**PROBLEM**
Change every "agave plant silhouette" in the records below to "succulent silhouette" and reproduce the records with nothing else altered. Omit the pictures from your answer.

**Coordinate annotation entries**
§ §

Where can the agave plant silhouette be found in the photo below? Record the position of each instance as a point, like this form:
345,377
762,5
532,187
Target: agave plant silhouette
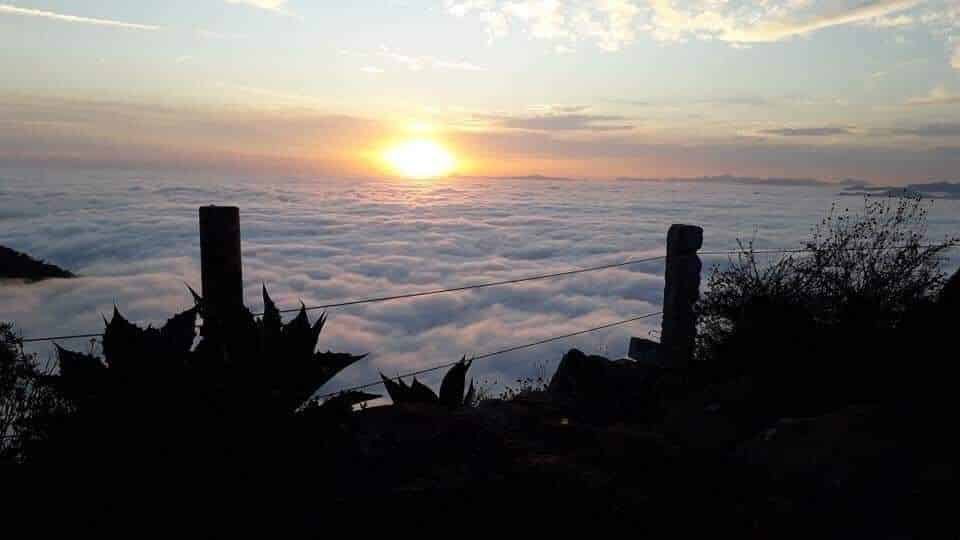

§ §

**RESPONSE TO THIS TASK**
Where can the succulent silhouette be found in the photo below? Record the position of each instance as a point, like this form:
345,377
762,5
532,187
Target: succulent silhouette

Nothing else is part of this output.